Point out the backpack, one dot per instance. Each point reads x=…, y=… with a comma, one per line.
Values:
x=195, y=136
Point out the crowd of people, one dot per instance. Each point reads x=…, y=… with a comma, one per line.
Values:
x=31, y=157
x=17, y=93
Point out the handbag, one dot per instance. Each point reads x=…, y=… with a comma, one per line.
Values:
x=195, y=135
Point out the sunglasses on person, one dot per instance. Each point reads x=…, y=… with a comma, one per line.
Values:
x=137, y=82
^^^^^^^^
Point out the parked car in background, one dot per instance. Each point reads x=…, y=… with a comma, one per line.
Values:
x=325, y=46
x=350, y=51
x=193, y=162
^^^^^^^^
WHAT THE EXERCISE ASKS - Reproduce everything from the line containing "Point out the parked" down to the line containing "x=193, y=162", swapping "in background" for "in the distance" and leaving every other character as is.

RESPONSE FOR THIS EXERCISE -
Point out the parked car in the distance, one dot per instance. Each point reads x=…, y=… with a comma, one per line.
Values:
x=325, y=46
x=350, y=51
x=193, y=162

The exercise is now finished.